**Work instruction:** Print the full text on Henry Purcell's composition Welcome to All the Pleasures word for word, from its first line to its last.

(Text passage begins)

Composition by Henry Purcell

Welcome to All the Pleasures, Z. 339, (Note: "Z" is Franklin B. Zimmerman's catalogue of Purcell's works.) is a 1683 composition by Henry Purcell, the first of a series he wrote in honour of the patron saint of music, Saint Cecilia. It was commissioned by an organisation called "The Musical Society" for performance in London on 22 November (the saint´s feast day).

==Words==
Purcell set a text by Christopher Fishburn, a relatively obscure figure who was related to Sir Christopher Wren. It begins

Welcome to all the pleasures that delight
Of ev'ry sense the grateful appetite.
Hail, great assembly of Apollo's race.
Hail to this happy place, this musical assembly
That seems to be the arc of universal harmony.

==Music==
The music is for vocal soloists, chorus and an ensemble of baroque instruments consisting of four-part strings (1st and 2nd violin, viola, cello) and basso continuo. As well as accompanying the singers, the instruments feature in an overture (called "symphony") and ritornelli. The piece takes about 18 minutes to perform.

===Movements===

Here the deities approve. This music is often sung by a countertenor, but here is sung by a female singer.

==Notable performances==
The venue of the first performance in 1683 was York Buildings which is regarded as London's first regular concert hall. It was built on land previously occupied by York House.

(Text passage ends)
(Dataset entries begins)

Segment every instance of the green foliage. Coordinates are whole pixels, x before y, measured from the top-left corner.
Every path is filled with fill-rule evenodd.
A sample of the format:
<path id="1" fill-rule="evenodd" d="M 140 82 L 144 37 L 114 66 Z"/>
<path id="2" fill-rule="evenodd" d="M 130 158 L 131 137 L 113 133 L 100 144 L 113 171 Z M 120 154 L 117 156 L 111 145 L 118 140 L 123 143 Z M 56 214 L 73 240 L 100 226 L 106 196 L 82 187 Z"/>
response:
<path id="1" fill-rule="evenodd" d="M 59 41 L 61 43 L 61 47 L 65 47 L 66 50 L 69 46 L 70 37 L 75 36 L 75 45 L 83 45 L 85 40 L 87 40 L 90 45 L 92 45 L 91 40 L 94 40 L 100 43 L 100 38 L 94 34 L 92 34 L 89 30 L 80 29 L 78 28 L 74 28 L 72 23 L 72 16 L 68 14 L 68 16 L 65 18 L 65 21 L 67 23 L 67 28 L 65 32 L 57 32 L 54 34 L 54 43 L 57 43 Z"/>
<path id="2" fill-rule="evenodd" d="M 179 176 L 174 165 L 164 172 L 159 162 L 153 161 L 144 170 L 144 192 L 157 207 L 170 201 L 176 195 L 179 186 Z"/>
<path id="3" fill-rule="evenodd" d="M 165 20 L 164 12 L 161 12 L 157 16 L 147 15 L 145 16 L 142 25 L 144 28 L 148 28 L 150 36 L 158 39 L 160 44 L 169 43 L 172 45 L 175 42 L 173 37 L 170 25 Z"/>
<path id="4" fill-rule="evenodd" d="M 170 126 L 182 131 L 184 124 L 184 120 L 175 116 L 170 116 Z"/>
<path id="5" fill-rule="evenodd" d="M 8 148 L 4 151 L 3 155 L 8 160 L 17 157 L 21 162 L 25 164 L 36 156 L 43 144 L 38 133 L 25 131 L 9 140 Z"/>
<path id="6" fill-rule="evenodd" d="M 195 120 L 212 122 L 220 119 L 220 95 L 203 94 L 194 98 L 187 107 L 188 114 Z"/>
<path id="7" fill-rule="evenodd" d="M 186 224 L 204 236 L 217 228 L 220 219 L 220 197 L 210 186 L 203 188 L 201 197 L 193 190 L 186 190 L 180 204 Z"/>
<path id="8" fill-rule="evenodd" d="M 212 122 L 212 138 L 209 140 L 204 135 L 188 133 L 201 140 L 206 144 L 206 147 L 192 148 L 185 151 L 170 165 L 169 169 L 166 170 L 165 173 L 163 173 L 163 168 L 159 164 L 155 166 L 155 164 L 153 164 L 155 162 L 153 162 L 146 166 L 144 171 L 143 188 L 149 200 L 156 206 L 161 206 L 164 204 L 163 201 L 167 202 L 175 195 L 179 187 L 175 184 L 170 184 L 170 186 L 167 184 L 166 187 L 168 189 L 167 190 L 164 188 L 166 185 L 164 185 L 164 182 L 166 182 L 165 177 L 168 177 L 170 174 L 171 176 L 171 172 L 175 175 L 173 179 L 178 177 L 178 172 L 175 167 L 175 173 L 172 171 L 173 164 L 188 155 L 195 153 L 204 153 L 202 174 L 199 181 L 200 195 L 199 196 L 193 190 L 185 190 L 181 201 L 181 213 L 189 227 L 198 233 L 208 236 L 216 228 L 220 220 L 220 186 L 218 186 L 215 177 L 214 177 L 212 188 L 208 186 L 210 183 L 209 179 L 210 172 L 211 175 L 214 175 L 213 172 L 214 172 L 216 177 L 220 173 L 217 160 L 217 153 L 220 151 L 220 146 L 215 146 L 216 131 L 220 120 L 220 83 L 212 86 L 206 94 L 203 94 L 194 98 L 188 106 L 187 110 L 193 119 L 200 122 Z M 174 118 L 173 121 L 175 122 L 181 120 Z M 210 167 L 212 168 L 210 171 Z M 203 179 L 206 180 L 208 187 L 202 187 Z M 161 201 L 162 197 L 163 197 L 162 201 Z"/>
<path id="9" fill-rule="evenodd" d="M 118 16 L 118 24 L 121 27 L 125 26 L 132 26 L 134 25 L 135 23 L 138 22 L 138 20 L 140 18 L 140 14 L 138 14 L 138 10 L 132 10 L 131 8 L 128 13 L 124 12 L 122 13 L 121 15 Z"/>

(Dataset entries ends)
(Dataset entries begins)

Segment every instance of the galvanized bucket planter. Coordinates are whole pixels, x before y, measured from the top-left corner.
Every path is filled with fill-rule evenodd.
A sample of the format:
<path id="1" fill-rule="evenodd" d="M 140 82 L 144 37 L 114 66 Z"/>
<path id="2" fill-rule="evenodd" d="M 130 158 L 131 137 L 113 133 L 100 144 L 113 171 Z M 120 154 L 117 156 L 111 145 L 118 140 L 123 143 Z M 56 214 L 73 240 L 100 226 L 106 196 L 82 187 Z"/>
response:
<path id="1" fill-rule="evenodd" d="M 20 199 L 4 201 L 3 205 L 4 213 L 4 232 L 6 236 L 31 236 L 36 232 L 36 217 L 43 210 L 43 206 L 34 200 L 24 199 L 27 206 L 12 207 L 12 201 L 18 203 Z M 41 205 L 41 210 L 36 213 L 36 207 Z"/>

(Dataset entries ends)
(Dataset entries begins)

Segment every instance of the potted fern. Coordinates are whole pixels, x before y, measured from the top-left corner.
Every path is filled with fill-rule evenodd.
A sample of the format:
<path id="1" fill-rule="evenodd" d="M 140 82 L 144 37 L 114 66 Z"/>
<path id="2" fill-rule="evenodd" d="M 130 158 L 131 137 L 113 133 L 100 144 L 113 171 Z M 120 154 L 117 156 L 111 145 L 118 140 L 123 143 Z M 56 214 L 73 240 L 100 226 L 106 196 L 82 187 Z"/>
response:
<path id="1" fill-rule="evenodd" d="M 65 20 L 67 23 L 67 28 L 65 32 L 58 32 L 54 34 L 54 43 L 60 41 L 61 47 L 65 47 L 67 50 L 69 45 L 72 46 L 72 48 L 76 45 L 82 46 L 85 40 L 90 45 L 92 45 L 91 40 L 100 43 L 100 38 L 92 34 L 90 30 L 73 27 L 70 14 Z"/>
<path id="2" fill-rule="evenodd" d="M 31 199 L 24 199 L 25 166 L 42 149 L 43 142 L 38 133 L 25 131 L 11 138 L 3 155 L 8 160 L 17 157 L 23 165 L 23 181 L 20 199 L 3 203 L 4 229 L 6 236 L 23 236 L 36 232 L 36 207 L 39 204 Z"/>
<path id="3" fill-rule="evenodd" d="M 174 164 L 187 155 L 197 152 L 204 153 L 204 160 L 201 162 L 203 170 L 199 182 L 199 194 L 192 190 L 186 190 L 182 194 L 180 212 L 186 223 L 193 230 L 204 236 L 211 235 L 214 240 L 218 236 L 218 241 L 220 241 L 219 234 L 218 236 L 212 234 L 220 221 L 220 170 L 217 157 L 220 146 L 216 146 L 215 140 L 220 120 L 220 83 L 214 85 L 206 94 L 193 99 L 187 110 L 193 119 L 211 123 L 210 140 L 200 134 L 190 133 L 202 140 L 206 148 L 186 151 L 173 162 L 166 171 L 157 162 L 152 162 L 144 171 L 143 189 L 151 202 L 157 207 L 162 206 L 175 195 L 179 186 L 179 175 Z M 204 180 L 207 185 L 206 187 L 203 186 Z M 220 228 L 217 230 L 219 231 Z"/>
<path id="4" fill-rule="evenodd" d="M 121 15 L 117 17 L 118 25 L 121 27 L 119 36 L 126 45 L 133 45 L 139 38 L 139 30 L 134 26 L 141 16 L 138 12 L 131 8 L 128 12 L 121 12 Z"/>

(Dataset entries ends)

**Response area:**
Composition by Henry Purcell

Welcome to All the Pleasures, Z. 339, (Note: "Z" is Franklin B. Zimmerman's catalogue of Purcell's works.) is a 1683 composition by Henry Purcell, the first of a series he wrote in honour of the patron saint of music, Saint Cecilia. It was commissioned by an organisation called "The Musical Society" for performance in London on 22 November (the saint´s feast day).

==Words==
Purcell set a text by Christopher Fishburn, a relatively obscure figure who was related to Sir Christopher Wren. It begins

Welcome to all the pleasures that delight
Of ev'ry sense the grateful appetite.
Hail, great assembly of Apollo's race.
Hail to this happy place, this musical assembly
That seems to be the arc of universal harmony.

==Music==
The music is for vocal soloists, chorus and an ensemble of baroque instruments consisting of four-part strings (1st and 2nd violin, viola, cello) and basso continuo. As well as accompanying the singers, the instruments feature in an overture (called "symphony") and ritornelli. The piece takes about 18 minutes to perform.

===Movements===

Here the deities approve. This music is often sung by a countertenor, but here is sung by a female singer.

==Notable performances==
The venue of the first performance in 1683 was York Buildings which is regarded as London's first regular concert hall. It was built on land previously occupied by York House.